───── Extracted records

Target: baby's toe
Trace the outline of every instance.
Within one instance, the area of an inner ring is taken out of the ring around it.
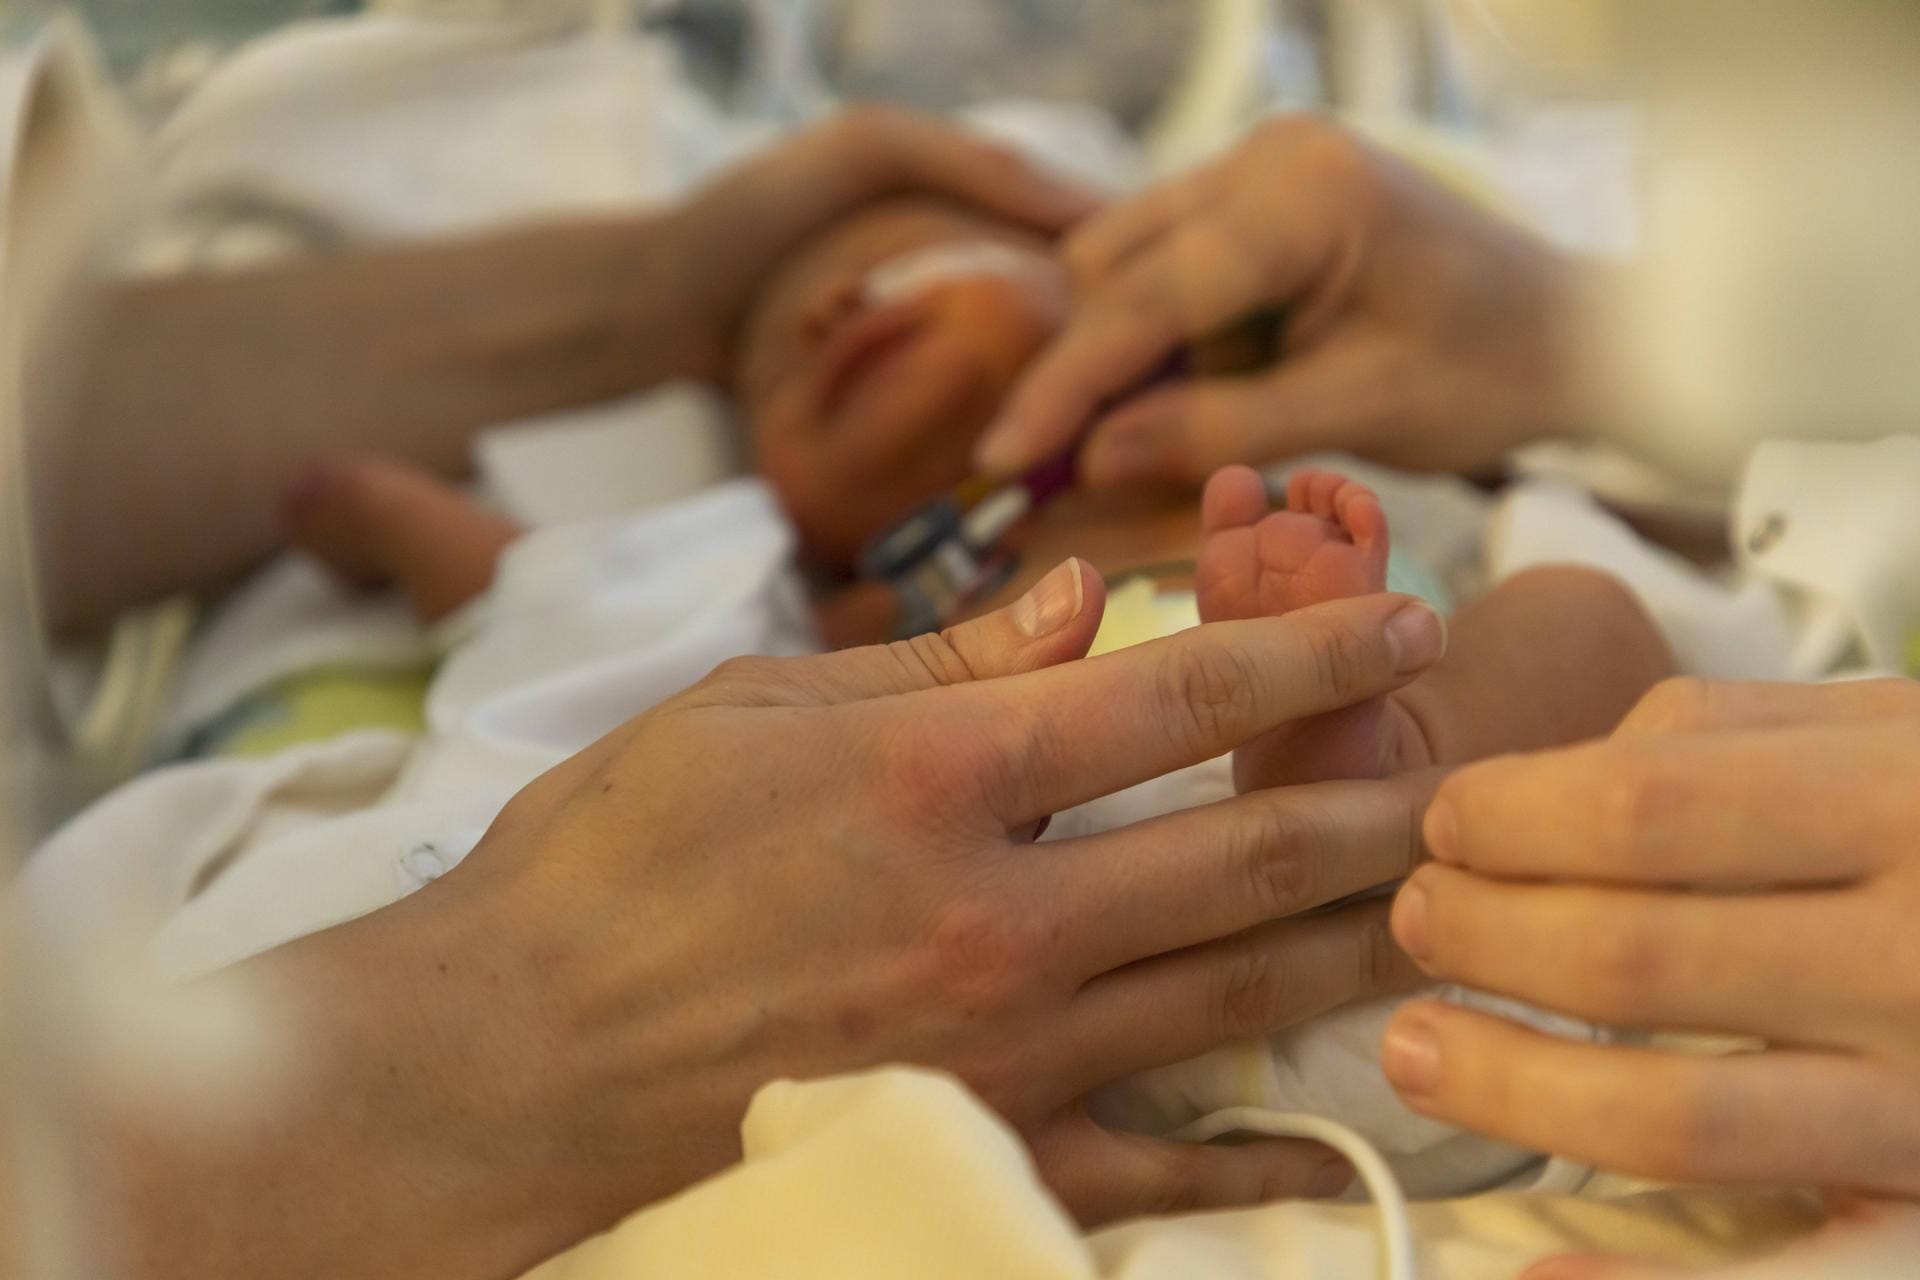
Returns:
[[[1364,550],[1378,549],[1386,555],[1387,513],[1373,490],[1349,480],[1334,498],[1335,519],[1347,531],[1353,544]]]
[[[1200,522],[1207,533],[1241,529],[1258,523],[1272,510],[1267,482],[1252,467],[1228,467],[1207,482],[1200,504]]]

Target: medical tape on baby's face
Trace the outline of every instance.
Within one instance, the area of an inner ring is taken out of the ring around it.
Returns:
[[[867,273],[861,296],[868,306],[882,306],[963,280],[1010,280],[1030,289],[1048,306],[1066,310],[1067,278],[1060,265],[1044,254],[1016,249],[990,240],[942,244],[902,254]]]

──────────

Work to complete: Repeat each record exactly as shown above, dropping all images.

Response to the task:
Target: baby's toe
Trace the outline of every instance.
Within one instance, the area of an inner ring is taken out of the ring around it.
Returns:
[[[1364,550],[1378,549],[1386,555],[1387,513],[1373,490],[1349,480],[1334,498],[1335,519],[1347,531],[1353,544]]]
[[[1200,522],[1207,533],[1241,529],[1258,523],[1272,510],[1267,482],[1252,467],[1228,467],[1207,482],[1200,504]]]

Target: medical tape on baby's face
Trace the outline of every instance.
Within one instance, the area of an inner ring is taken out of the ring around it.
Returns:
[[[867,273],[861,296],[868,306],[882,306],[963,280],[1010,280],[1030,289],[1048,306],[1066,310],[1067,278],[1060,265],[1044,254],[1016,249],[990,240],[942,244],[902,254]]]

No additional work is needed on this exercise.